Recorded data
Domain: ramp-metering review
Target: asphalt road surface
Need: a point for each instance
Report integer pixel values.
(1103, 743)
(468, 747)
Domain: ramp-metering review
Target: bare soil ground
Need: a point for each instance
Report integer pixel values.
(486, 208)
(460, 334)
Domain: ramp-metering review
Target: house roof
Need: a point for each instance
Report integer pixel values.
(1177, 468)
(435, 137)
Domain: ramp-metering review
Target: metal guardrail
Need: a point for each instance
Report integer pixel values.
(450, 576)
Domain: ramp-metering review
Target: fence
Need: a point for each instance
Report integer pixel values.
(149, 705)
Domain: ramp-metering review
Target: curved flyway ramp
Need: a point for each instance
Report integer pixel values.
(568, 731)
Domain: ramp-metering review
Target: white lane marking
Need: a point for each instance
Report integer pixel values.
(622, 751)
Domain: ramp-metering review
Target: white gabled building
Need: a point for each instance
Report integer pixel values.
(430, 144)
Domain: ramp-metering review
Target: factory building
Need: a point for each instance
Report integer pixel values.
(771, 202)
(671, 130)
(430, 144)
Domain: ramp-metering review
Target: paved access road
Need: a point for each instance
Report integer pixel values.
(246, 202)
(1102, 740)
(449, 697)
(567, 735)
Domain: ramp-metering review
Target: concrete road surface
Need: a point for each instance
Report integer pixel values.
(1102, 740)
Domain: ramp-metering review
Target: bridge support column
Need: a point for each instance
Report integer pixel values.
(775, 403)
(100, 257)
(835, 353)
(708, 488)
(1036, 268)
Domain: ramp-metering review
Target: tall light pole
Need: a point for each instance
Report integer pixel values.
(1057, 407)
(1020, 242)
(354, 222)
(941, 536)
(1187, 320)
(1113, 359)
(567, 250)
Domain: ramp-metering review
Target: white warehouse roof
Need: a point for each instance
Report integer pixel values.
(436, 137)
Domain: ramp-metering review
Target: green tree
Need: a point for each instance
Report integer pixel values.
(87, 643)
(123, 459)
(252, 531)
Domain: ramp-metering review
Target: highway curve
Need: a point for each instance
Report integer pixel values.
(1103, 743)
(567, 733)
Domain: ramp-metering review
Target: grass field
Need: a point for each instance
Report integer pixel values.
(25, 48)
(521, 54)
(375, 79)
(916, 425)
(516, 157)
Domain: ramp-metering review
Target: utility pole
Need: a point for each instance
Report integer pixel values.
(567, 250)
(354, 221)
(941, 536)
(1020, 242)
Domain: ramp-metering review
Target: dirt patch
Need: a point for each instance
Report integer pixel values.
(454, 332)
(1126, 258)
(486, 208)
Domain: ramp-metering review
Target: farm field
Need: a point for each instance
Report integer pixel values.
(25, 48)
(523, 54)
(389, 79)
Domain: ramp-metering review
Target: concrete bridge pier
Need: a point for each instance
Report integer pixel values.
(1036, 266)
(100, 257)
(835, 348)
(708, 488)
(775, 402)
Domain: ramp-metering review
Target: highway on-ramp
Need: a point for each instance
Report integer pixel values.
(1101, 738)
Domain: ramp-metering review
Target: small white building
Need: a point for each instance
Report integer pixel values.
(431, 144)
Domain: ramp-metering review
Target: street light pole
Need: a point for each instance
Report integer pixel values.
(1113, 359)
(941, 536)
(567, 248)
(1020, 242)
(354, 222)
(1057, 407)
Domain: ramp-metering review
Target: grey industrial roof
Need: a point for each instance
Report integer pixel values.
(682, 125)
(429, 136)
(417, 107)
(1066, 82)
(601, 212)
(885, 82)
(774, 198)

◆ **Directive**:
Extract, word for word, each line of the listing above.

◆ **Full response**:
Domain: ramp-metering review
Target: asphalt road surface
Need: a point for each instance
Report integer pixel values.
(1103, 743)
(468, 747)
Domain: ramp-metering review
Target: bare soil ground
Need: a point for each instance
Report integer pixel values.
(486, 208)
(460, 334)
Domain: ramp-metering review
Target: house roof
Need: a point for each instance
Report integer pixel values.
(1177, 468)
(435, 137)
Domain: ramp-metering review
Target: metal guardrail
Need: a point for each instance
Report integer pixel values.
(450, 576)
Domain: ramp-metering review
Target: fence
Need: a point for each instance
Report integer pixel values.
(149, 705)
Domain: ramp-metering review
Target: curved flyway ramp
Need: a point for each instance
Report integer pixel values.
(568, 731)
Domain: ramp-metering review
Target: white lane marking
Need: a point for each instance
Report integer pixel values.
(622, 751)
Domain: ramp-metering review
Target: white gabled building
Need: a point for each instance
Report integer pixel values.
(430, 144)
Domain: ramp-metering review
Target: factory building
Need: a point for each instance
Report integer pixel values.
(771, 202)
(671, 130)
(430, 144)
Domain: ramp-metering review
Target: paved access road
Need: a point for each instance
Report integer pixel values.
(246, 202)
(1102, 740)
(449, 697)
(567, 735)
Domain: ramp-metering review
Target: concrete road surface
Need: a point for each instance
Report integer pixel values.
(1102, 740)
Domain: ramp-metering review
Target: bridge support column
Need: a point for each instance
Report integer pixel values.
(775, 403)
(100, 257)
(835, 353)
(708, 488)
(1036, 268)
Domain: ramp-metering review
Target: tall light pole
Need: a point for each instance
Report integer pixel values.
(1057, 407)
(1020, 242)
(354, 222)
(941, 536)
(1187, 320)
(1113, 359)
(567, 250)
Domain: ramp-metering review
Target: white warehouse roof
Need: a point for each instance
Report integer pixel values.
(436, 137)
Domain: ramp-metering review
Target: green tree
Need: a point for each instance
Report integer pixel values.
(87, 643)
(123, 459)
(252, 531)
Domain: ramp-metering review
Target: highway curve
Need: a point for each instance
Report integer pixel values.
(1103, 743)
(567, 733)
Domain: ramp-metering review
Target: grass field
Need: a point for each instance
Report integer pixel values.
(25, 48)
(521, 54)
(375, 79)
(916, 425)
(516, 157)
Domain: ramp-metering review
Target: utility pole
Need: a point for each instance
Report integer pixel values.
(567, 250)
(354, 221)
(941, 536)
(1020, 242)
Domain: ramp-metering review
Target: dirt patch
Need: a point for each instance
Report integer pixel values.
(454, 332)
(1126, 258)
(486, 208)
Domain: ramp-metering review
Target: farm field
Need: a point for each instance
Report integer pixel values.
(25, 48)
(523, 54)
(389, 79)
Domain: ramp-metering review
Target: concrete bridge pier
Need: a point for each instance
Report integer pixel values.
(1036, 266)
(100, 257)
(835, 348)
(708, 488)
(775, 402)
Domain: ramp-metering review
Target: highway on-ramp
Need: a point for each instance
Report integer pixel values.
(1101, 738)
Domain: ramp-metering review
Target: small white building
Need: a point for each instance
Report integer pixel values.
(431, 144)
Domain: ramp-metering review
Target: street light pole
Need: a point for each instance
Report integer pixel values.
(1113, 359)
(941, 536)
(567, 248)
(1020, 242)
(354, 222)
(1057, 407)
Domain: ramp-metering review
Target: grey industrial roof
Need: a point for each instance
Report integer pixel values.
(682, 125)
(429, 136)
(417, 107)
(1066, 82)
(601, 212)
(885, 82)
(774, 198)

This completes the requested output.